:: PASSAGE
Esther: I love our family’s times of just talking, too! For us, it usually happens around the supper table—and the topics can be all over the place from building trailers to something someone said at church several weeks ago!

I also think it’s neat that you’re writing the books you’d like to read. It can be difficult at times to write for ourselves, as opposed to what we perceive the world at large would like to read. What do you enjoy most about your job as a writer?

Sarah: Ah yes! Don’t you love how scattered family conversations can be?

What I most enjoy? Sitting behind my computer and letting the words of a new story flow through me. There is something amazing about see a fresh story starting to take shape that is always exciting for me.

Esther: That is fun! I love all the adventures and…um…adversities that I can throw at my characters from time to time. Or the ones they spring on me!

But moving on…I’ve always enjoyed the Christian elements in your stories (and I’ve read a good number of them). Do you have a story that was particularly hard to write as far as the faith aspect is concerned? Which book has challenged you the most in your personal journey?

Sarah: Wow! You know how to give a tough question. Just about every book has a message that was close to my heart. The hardest one to write was Kate’s Innocence. It took a long time to develop the story enough that a faith theme emerged. See, I don’t often start with a super clear idea of what it is going to be because I want it to come out naturally.

As for the most challenging personally that is a good story: 2015 was a really hard year for me. There were some awesome parts to it, but overall it left me drained and dealing with a lot of emotions. I took off of almost everything in January of this year and spent it writing. Out of that month, two books in the Tales of Taelis came and both of them reflect my struggles and what God taught me. Courage and Corruption and Dreams and Devotion will be coming out later this year and both of them reflect the struggles within my own heart.

Esther: That seems like a wise way to share faith in books. The one time I tried it, it ended up feeling stilted, but I may have to try again. After all, forcing things like that on fictitious characters could be as bad as on real people! It’s interesting that 2015 was difficult for you—in many ways, that was a hard year for me too. Now you’ve given me even more reason to look forward to the next Taelis books—I really enjoyed the first two!
::::
:: SUPPLIED RECORDS
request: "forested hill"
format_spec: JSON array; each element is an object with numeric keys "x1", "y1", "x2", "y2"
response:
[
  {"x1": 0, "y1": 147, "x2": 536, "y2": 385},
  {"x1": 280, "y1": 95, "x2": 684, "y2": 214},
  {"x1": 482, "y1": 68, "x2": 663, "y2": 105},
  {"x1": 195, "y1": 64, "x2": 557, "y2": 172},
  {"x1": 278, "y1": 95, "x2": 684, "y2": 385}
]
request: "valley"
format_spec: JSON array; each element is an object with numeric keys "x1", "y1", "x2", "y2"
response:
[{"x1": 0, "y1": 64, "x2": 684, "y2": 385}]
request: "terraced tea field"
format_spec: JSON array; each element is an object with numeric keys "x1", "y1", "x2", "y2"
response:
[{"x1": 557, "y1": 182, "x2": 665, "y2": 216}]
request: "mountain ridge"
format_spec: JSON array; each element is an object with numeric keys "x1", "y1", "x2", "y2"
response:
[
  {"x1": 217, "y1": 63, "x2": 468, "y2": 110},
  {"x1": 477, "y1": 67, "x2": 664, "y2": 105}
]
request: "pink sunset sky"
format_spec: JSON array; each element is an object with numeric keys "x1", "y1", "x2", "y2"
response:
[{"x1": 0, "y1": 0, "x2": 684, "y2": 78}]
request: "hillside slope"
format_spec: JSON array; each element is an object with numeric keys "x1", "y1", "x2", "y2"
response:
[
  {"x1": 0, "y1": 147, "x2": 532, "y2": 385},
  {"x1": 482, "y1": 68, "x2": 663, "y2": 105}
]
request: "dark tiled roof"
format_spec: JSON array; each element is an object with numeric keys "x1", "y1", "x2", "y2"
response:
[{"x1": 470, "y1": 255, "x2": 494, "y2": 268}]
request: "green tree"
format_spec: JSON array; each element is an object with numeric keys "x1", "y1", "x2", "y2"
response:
::::
# [GIVEN EXERCISE]
Answer these questions about the interview:
1. Where do Esther's family conversations usually happen?
2. Which book was the hardest for Sarah to write?
3. What two Tales of Taelis books came out of the month Sarah spent writing?

# [SOLUTION TO THIS PROBLEM]
1. Around the supper table.
2. Kate's Innocence.
3. Courage and Corruption and Dreams and Devotion.